* _DIRECTIONS_
Copy every line of the records below verbatim, keeping the original order and line breaks.

* _INFORMATION GIVEN_
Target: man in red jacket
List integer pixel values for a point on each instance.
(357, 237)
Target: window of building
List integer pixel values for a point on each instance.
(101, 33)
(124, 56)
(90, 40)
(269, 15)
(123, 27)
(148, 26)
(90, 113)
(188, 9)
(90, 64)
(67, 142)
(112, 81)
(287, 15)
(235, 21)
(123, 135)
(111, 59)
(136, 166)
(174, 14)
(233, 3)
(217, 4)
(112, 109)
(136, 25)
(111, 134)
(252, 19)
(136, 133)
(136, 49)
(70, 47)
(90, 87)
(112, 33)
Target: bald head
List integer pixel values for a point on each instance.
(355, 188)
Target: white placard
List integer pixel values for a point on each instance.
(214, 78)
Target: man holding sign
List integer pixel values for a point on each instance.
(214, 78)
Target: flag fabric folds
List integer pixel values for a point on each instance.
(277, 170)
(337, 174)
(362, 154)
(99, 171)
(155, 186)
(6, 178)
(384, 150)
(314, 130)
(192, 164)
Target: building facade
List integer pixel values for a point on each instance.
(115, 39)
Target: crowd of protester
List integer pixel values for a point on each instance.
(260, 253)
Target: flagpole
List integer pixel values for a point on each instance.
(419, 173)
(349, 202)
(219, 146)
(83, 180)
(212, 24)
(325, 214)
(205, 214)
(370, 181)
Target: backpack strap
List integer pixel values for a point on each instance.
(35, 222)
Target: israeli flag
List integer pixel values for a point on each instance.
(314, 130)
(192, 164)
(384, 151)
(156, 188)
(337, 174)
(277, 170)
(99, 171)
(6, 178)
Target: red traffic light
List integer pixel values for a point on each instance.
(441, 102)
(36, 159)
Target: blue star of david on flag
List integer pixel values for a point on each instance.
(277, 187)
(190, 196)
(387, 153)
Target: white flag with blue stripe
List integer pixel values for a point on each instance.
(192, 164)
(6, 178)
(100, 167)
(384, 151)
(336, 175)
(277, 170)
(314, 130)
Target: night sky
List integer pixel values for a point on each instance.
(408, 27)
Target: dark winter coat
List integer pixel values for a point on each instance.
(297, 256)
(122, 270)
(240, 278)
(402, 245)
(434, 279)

* _OUTPUT OF THE EXERCISE_
Target: man in red jacket
List integer pixel values for a point on each instance.
(357, 237)
Target: window of building
List integer pixel values for a point on each instance.
(101, 33)
(124, 56)
(90, 40)
(269, 15)
(123, 27)
(148, 26)
(90, 113)
(188, 9)
(90, 64)
(67, 142)
(112, 81)
(287, 15)
(235, 21)
(123, 135)
(111, 59)
(136, 166)
(174, 14)
(233, 3)
(217, 4)
(112, 109)
(136, 25)
(111, 134)
(252, 19)
(136, 133)
(136, 49)
(70, 47)
(90, 87)
(112, 33)
Target: bald head
List integer pixel values for a point on each instance.
(355, 188)
Target: white placard
List integer pixel values for a point on each instance.
(214, 78)
Target: man holding sign
List integer pixel values for a point on each instance.
(214, 78)
Target: flag fabric folds
List integer pixel values for a point on each instance.
(277, 170)
(337, 174)
(362, 154)
(99, 171)
(155, 186)
(6, 178)
(384, 150)
(314, 130)
(192, 164)
Target: building facade
List integer pixel values for a point on each instance.
(115, 39)
Target: crowd of protester
List integer pixel values for a point on each instance.
(260, 253)
Target: flagpole
List integer pixel values for a point on each instance.
(419, 173)
(349, 202)
(219, 146)
(83, 180)
(212, 24)
(325, 214)
(205, 214)
(370, 181)
Target: backpack strap
List integer pixel values for a point on each instance.
(35, 222)
Target: israeli flag
List integer pixel values for a point on each instance.
(314, 130)
(192, 164)
(384, 151)
(156, 188)
(337, 174)
(277, 170)
(99, 171)
(6, 178)
Target: red traffic light
List integer pixel values for a point on each instance.
(441, 102)
(36, 159)
Target: blue star of david on flag
List integer pixel values for a point on each instance.
(277, 187)
(190, 196)
(387, 153)
Target: white flag with blue stripe
List integer pixel values for a point on each instance.
(192, 164)
(6, 178)
(100, 167)
(384, 151)
(336, 175)
(277, 170)
(314, 130)
Target: night sky
List integer pixel values for a point on each instance.
(408, 27)
Target: dark winter coat
List integer pixel values for a point on each instance.
(297, 256)
(122, 270)
(240, 278)
(402, 245)
(434, 279)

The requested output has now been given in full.